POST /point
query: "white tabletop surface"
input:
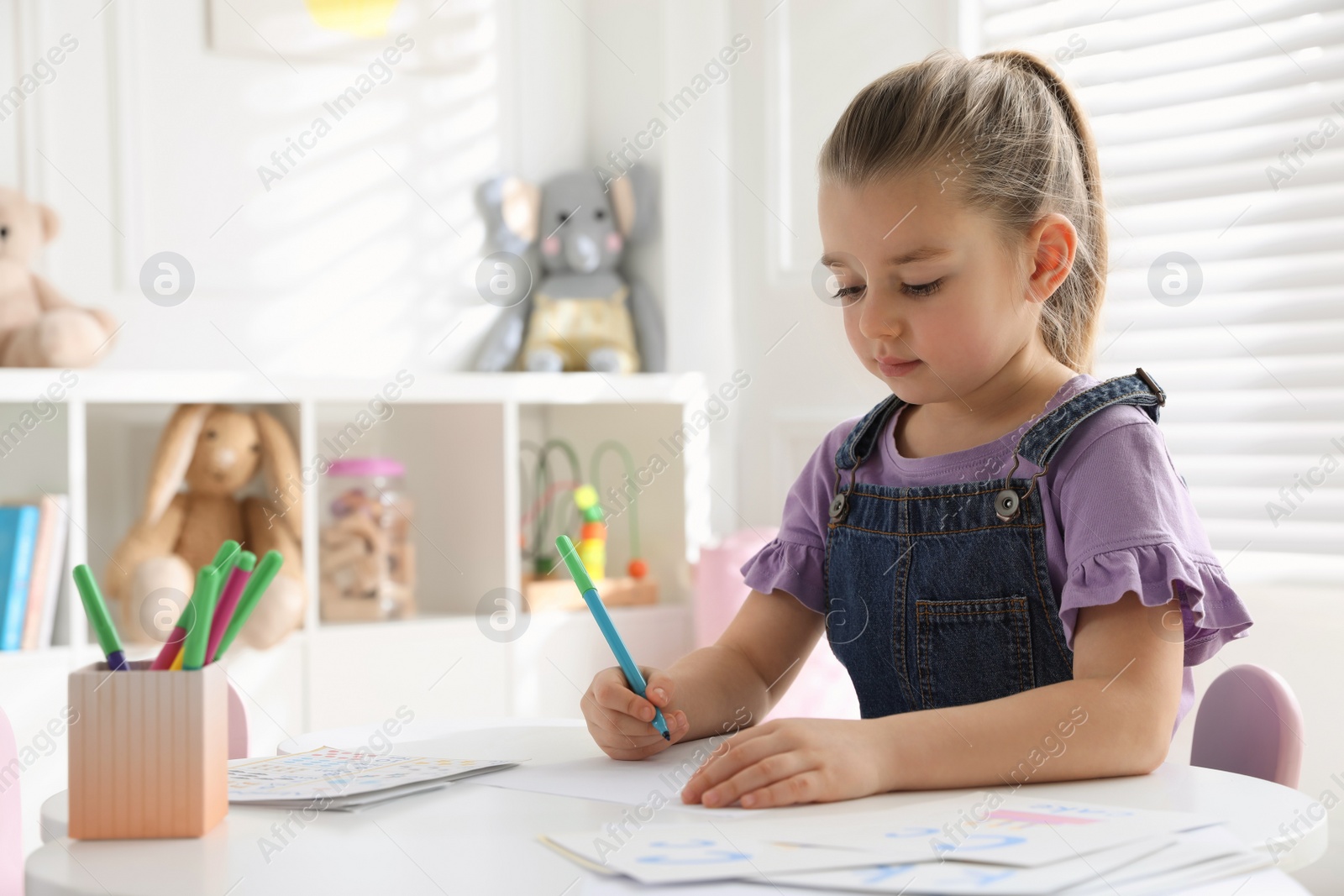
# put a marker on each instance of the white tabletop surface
---
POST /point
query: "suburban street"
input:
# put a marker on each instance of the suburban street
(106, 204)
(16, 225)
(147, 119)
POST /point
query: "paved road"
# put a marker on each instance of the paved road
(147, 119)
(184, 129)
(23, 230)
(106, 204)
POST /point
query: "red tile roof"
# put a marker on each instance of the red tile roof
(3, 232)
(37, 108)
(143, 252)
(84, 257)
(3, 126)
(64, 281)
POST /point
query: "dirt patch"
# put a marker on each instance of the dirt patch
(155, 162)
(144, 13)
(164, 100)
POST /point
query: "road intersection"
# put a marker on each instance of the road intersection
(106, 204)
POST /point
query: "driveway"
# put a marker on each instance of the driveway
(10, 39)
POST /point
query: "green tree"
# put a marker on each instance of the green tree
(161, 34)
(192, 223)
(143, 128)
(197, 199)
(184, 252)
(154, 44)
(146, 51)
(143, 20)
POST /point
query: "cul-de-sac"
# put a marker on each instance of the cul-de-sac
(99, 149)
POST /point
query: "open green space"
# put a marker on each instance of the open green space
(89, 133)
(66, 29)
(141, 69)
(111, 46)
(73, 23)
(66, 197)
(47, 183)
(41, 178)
--
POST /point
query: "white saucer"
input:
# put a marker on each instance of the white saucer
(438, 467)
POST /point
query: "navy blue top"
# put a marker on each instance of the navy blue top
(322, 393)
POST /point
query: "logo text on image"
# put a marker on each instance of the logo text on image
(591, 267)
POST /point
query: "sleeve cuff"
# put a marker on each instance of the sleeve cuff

▶ [PROBLEM REQUIREMENTS]:
Retype only this portion of the data above: the line containing "# put a marker on each instance of the white saucer", the line containing "# put a marker on each instance of the sleeve", and all lines between them, exactly.

▶ [THE ANSWER]:
# put a marker on each instance of the white saucer
(438, 467)
POST /point
query: "navy blue top"
# put a marker on each instance of the navy blue top
(322, 393)
POST /point
query: "logo text on image"
# put a marker on each instance of the logo text on image
(591, 267)
POST /point
query: "sleeve cuff"
# put a marker on each instance of the sleeve cuff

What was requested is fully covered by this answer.